START
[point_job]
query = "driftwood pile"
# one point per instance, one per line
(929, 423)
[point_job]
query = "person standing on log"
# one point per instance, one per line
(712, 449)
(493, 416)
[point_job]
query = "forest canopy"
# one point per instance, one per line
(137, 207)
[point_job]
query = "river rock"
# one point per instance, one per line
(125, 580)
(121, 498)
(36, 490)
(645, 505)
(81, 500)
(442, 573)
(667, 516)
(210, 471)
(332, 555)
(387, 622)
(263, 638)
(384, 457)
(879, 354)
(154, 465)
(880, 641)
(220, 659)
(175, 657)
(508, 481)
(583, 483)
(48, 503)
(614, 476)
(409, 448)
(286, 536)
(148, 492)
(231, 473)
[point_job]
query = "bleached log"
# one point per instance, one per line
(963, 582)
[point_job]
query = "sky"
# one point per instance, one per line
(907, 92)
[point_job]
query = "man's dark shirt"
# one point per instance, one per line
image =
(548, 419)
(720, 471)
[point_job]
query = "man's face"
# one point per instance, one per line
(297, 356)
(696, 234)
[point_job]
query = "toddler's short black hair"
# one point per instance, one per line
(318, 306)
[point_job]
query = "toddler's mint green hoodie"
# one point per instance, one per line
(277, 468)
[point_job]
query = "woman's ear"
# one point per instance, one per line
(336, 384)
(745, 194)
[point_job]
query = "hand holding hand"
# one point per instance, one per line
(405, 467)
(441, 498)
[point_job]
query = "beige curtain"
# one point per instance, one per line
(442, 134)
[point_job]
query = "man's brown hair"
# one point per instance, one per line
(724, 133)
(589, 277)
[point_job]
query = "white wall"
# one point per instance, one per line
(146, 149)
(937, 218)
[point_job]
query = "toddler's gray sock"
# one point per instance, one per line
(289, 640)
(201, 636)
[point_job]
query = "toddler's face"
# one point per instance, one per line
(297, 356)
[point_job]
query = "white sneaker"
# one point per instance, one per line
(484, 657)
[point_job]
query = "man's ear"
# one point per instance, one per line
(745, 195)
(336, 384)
END
- **What is required**
Each line of the material should be echoed exactly.

- **Exercise result**
[point_job]
query = "driftwood pile"
# one point per instance, one per line
(929, 423)
[point_job]
query = "person standing on log"
# one point per instance, one per line
(712, 449)
(493, 416)
[point_job]
query = "forest canopy"
# one point per instance, one per line
(137, 207)
[point_job]
query = "river rock"
# one point per instance, one per line
(125, 580)
(121, 498)
(36, 490)
(645, 505)
(81, 500)
(442, 573)
(667, 516)
(210, 471)
(332, 555)
(387, 622)
(263, 638)
(384, 457)
(879, 354)
(154, 465)
(880, 641)
(220, 659)
(175, 657)
(508, 481)
(583, 483)
(48, 503)
(614, 476)
(409, 448)
(286, 536)
(148, 492)
(231, 473)
[point_job]
query = "bleached log"
# one point per instance, one per line
(963, 582)
[point_job]
query = "sky"
# one point per instance, one per line
(907, 92)
[point_job]
query = "man's dark shirt"
# one point per instance, one per line
image =
(548, 419)
(720, 471)
[point_job]
query = "man's face"
# one point per instance, one per line
(297, 356)
(696, 234)
[point_job]
query = "toddler's short black hair"
# one point per instance, one per line
(318, 306)
[point_job]
query = "toddler's mint green hoodie"
# one point per instance, one per line
(277, 468)
[point_job]
query = "woman's ear"
# one point per instance, one per line
(336, 384)
(745, 194)
[point_job]
query = "hand holding hand"
# one point per instance, one per line
(405, 467)
(441, 498)
[point_job]
query = "beige curtain"
# one point per instance, one per line
(442, 134)
[point_job]
query = "man's brown hair"
# one point per instance, one per line
(724, 133)
(589, 277)
[point_job]
query = "white wall"
# one point per instance, one per line
(146, 149)
(937, 218)
[point_job]
query = "toddler's gray sock"
# one point per instance, one per line
(289, 640)
(201, 636)
[point_job]
query = "toddler's face"
# one point per instance, one per line
(297, 356)
[point_job]
query = "white sneaker"
# one point per instance, one per line
(484, 657)
[point_job]
query = "man's ear"
# one point per instance, one per line
(745, 195)
(336, 384)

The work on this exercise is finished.